[SciPy-dev] Scipy workflow (and not tools).

Thu Feb 26 03:38:57 EST 2009

On Thu, Feb 26, 2009 at 5:42 AM, Neil Martinsen-Burrell
<nmb at wartburg.edu> wrote:
> Rob Clewley <rob.clewley <at> gmail.com> writes:
>
> [...]
>
>> So, can't there be informal teams of curatorship so that not everyone
>> involved has to be really familiar with the tools discussed in the
>> other thread?! Unfortunately I cannot afford the time to ride the
>> waves of changing fashion in VCS, etc.
>>
>> Wouldn't this help to get more people involved? ... those many people
>> that Gael correctly assumes are out there but staying silent!
>
> I am the kind of person that you want developing code for Scipy.  I prove the
> existence of a non-empty class of people who are out here but stay silent (no
> longer!).  I am a persistent lurker on these lists. I'm a heavy user of Numpy
> and Scipy in my research.  I use Numpy and Scipy in the classes I teach.  I
> contribute to other Python-based OSS projects in my small spare time.  When
> you folks talk about attracting people to work on Scipy, I should be the kind
> of person you are thinking about (and I am legion?).  I'd like to share some
> of my thoughts on the issues of code review, tests, documentation and
> workflow in the hopes of offering a non-insider perspective.

_Task goal:_ In the mailing list message, what reasons does Rob Clewley give for proposing informal teams of curatorship?

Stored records
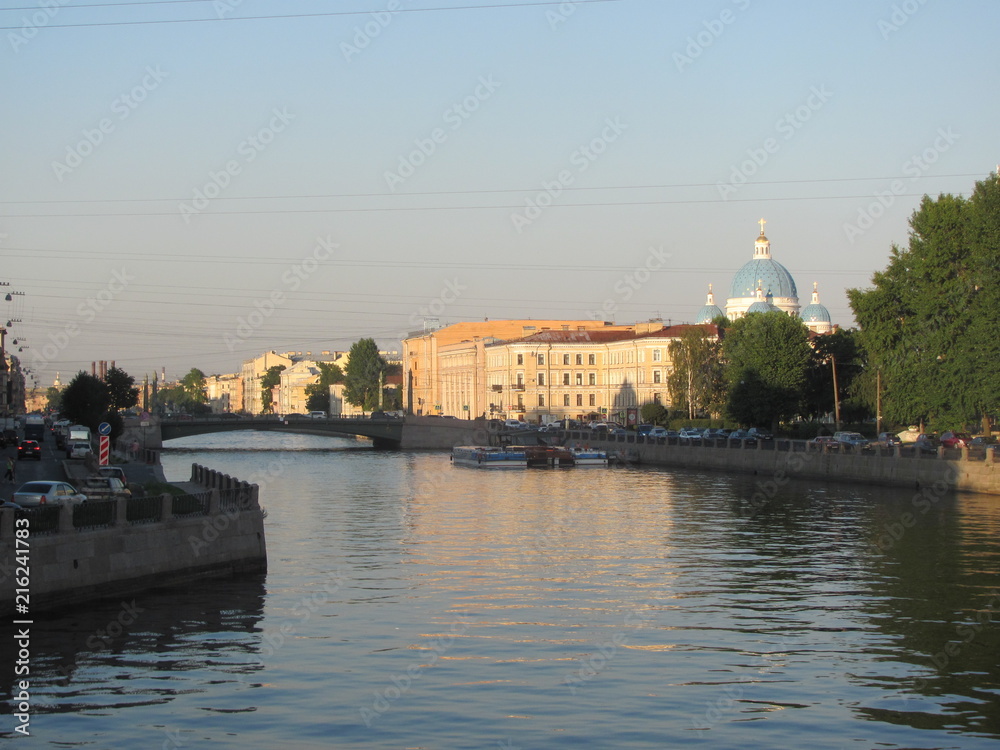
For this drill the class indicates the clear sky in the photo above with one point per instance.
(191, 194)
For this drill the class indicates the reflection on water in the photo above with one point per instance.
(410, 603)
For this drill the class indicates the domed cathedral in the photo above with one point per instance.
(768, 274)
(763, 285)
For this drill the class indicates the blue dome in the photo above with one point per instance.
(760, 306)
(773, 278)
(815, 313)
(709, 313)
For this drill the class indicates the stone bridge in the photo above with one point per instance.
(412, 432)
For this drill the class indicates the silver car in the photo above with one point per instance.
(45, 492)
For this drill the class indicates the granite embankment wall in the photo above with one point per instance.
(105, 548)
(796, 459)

_Answer to this exercise:_ Such teams would mean that not everyone involved has to be really familiar with the tools discussed in the other thread, and he cannot afford the time to keep up with changing fashions in VCS. He also suggests they could help get more people involved, including the many who are out there but staying silent.